Copy every one of the records below line for line, without changing a single character.
<<<<
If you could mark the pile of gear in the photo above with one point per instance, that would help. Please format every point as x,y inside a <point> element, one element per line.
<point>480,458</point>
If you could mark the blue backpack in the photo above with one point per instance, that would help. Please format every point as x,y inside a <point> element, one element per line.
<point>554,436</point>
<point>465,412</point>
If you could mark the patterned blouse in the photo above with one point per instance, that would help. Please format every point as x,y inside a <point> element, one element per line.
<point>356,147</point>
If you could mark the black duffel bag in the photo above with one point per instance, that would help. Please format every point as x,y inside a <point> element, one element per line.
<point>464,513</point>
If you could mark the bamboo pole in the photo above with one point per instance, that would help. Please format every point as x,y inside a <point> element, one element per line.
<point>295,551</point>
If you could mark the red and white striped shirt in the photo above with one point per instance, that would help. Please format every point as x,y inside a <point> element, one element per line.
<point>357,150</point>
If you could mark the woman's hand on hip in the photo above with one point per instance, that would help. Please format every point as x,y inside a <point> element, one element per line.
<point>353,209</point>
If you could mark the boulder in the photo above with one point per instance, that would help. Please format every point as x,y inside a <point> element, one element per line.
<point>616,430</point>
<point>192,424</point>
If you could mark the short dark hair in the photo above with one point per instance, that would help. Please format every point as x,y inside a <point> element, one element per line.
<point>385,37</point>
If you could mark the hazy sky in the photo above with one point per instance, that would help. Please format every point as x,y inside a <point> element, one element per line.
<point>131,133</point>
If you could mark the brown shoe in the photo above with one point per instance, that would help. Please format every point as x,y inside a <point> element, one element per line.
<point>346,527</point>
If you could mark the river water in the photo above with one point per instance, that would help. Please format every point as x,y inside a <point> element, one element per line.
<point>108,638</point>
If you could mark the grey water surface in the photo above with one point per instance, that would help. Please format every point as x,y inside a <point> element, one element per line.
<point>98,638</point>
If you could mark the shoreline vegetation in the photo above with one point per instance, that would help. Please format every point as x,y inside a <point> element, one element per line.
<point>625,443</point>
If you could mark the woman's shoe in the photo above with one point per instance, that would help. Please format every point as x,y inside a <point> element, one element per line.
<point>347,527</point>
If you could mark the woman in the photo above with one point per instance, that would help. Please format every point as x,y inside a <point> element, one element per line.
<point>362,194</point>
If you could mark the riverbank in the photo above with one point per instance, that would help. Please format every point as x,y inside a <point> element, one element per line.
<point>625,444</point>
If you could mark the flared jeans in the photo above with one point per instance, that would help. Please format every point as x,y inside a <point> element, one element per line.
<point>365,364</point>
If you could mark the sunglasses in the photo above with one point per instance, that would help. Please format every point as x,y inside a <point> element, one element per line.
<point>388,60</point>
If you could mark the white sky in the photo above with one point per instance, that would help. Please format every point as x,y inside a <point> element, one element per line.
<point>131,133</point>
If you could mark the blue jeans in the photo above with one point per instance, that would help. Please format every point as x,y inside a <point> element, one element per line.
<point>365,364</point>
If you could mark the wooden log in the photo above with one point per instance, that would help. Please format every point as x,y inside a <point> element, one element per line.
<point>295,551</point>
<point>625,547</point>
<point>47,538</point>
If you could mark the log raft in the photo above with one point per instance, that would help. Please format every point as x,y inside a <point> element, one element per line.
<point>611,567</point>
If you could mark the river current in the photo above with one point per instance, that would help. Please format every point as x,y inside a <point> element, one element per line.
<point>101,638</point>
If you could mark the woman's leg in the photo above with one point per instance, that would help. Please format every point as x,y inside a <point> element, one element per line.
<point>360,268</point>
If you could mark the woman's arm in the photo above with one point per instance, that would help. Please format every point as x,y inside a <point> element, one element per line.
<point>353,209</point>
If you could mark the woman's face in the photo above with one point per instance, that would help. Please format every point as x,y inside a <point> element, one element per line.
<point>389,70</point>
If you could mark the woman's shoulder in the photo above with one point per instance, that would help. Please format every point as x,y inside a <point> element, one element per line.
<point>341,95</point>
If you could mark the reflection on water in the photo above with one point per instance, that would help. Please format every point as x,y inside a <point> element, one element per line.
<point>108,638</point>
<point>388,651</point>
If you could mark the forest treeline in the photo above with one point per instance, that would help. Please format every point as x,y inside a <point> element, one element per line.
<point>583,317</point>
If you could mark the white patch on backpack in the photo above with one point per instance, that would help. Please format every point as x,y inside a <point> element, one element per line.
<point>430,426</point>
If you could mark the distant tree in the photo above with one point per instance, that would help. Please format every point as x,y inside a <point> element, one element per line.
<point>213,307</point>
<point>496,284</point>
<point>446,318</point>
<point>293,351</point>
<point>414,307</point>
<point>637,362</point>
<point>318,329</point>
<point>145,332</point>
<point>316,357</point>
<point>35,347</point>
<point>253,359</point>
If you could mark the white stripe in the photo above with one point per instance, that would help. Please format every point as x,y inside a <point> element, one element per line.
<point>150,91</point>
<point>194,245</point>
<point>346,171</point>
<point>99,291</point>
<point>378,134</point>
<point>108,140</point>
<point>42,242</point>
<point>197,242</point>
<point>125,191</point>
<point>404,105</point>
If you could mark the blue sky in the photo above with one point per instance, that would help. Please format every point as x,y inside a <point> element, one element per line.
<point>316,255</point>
>>>>
**FULL ANSWER**
If you could mark the pile of gear in the photo above with one point per instance, that would help. Please format every point as x,y inside a <point> element, one element per line.
<point>480,458</point>
If you could mark the blue backpack in the photo above with one point per instance, that would help. Please format every point as x,y inside a <point> element, one element per line.
<point>554,436</point>
<point>465,412</point>
If you could mark the patterned blouse in the photo above with one point per instance, that would help. Please format every point as x,y inside a <point> element, one element per line.
<point>356,147</point>
If you could mark the black duffel bag in the photo above with one point per instance, that would help. Please format every point as x,y inside a <point> element, one element per line.
<point>464,513</point>
If you could mark the bamboo pole in the photo above with one point per instance, that would help. Please format every point as x,y inside a <point> element, one element per line.
<point>295,551</point>
If you could mark the red and white striped shirt in the photo above with one point per instance, that would help. Please format every point as x,y inside a <point> element, one element per line.
<point>357,150</point>
If you could mark the woman's hand on hip in the photo above with one point per instance, that would help. Please format every point as x,y inside a <point> element, one element per line.
<point>353,209</point>
If you could mark the boulder in the photo above with one point per instance, that would help. Please format every point as x,y inside a <point> element, one element per line.
<point>616,430</point>
<point>192,424</point>
If you could mark the short dark hair in the photo above with one point per instance, that would help. Please format every point as x,y inside a <point> element, one element per line.
<point>385,37</point>
If you could mark the hazy sky in the photo above with one point per instance, that would help. Please format every point as x,y inside a <point> element, one element per line.
<point>131,133</point>
If you could mark the brown shoe in the photo above with one point per instance, that would help. Please format every point as x,y inside a <point> element, one element per line.
<point>346,527</point>
If you could mark the river water in the photo above with one point per instance, that would help. Please format every point as x,y inside a <point> element, one element per line.
<point>108,638</point>
If you could mark the grey water surface in the photo above with one point per instance, that would help. Please format every point as x,y inside a <point> element, one element per line.
<point>98,638</point>
If you could mark the shoreline vegetation in the photo above with one point per instance, that would help. Please format every point as x,y inside a <point> element, one element per line.
<point>625,443</point>
If you could mark the woman's shoe in the photo above with one point per instance, that would help. Please format every point as x,y inside a <point> element, one element per line.
<point>347,527</point>
If you could mark the woman in the photo above with one point per instance, that would help. Please format every point as x,y inside a <point> element, one element per line.
<point>362,194</point>
If you could mark the riverbank in the photo above with one point per instance, that would help. Please format every point as x,y inside a <point> element, one element per line.
<point>625,444</point>
If you could mark the flared jeans in the photo above with one point per instance, that would help. Please format every point as x,y inside a <point> element, one element per line.
<point>365,364</point>
If you could mark the sunglasses in the photo above with one point per instance, that would help. Please format every point as x,y inside a <point> element, one element per line.
<point>388,60</point>
If you could mark the white sky in the photo above with one point per instance, that would help. Please format every point as x,y inside a <point> element, one element per line.
<point>131,133</point>
If you could mark the blue jeans in the photo above with one point per instance, that would help. Please format every point as x,y inside a <point> element, one element per line.
<point>365,364</point>
If you could mark the wooden log in the photo above with one point per instance, that would help. Please format every point as x,y inside a <point> element, one element per line.
<point>295,551</point>
<point>625,547</point>
<point>47,538</point>
If you could mark the log raft in the photo above with one point per instance, that would help. Please format every point as x,y inside a <point> element, one element per line.
<point>611,567</point>
If you could mark the river current in the photo above with one point per instance, that would help. Please format every point as x,y inside a <point> element, one element per line.
<point>101,638</point>
If you could mark the woman's leg in the photo above with one point per instance, that would help. Please format every point as x,y inside a <point> element, one element per line.
<point>360,268</point>
If you could mark the woman's arm in the photo above with one point per instance, that would help. Please format every point as x,y inside a <point> element, one element per line.
<point>353,209</point>
If you could mark the woman's face in the photo above with one point per instance, that would help. Please format every point as x,y inside a <point> element, one element per line.
<point>389,70</point>
If you could mark the woman's shoulder in the photo above with one point per instance, that would help. Please format every point as x,y inside a <point> element, one element per line.
<point>341,95</point>
If you could mark the reflection on water in the photo above with one point per instance, that would help. Please format every point as x,y inside a <point> element, one element per line.
<point>108,638</point>
<point>388,651</point>
If you could mark the forest treeline in the photo above with one point per instance, that would help. Please format every point as x,y inside a <point> element, one element per line.
<point>583,317</point>
If you could mark the white patch on backpack in the photo above with one point per instance, that would help. Please format every point as x,y inside a <point> element, one element per line.
<point>430,426</point>
If you could mark the distant tree in the photo above with one point per instance, that would help. Please format every point as x,y inside a <point> element, one element per line.
<point>213,307</point>
<point>496,284</point>
<point>446,318</point>
<point>293,351</point>
<point>414,307</point>
<point>637,362</point>
<point>318,329</point>
<point>145,332</point>
<point>316,357</point>
<point>35,347</point>
<point>253,359</point>
If you could mark the white stripe in the photo above with one point per instance, that would help. Please format every point as x,y inside a <point> element, one element per line.
<point>150,91</point>
<point>194,245</point>
<point>346,171</point>
<point>99,291</point>
<point>378,134</point>
<point>108,140</point>
<point>42,242</point>
<point>197,242</point>
<point>125,191</point>
<point>404,105</point>
If you could mark the blue sky in the photo above with one point per instance, that would help. Please format every point as x,y inside a <point> element, one element per line.
<point>316,255</point>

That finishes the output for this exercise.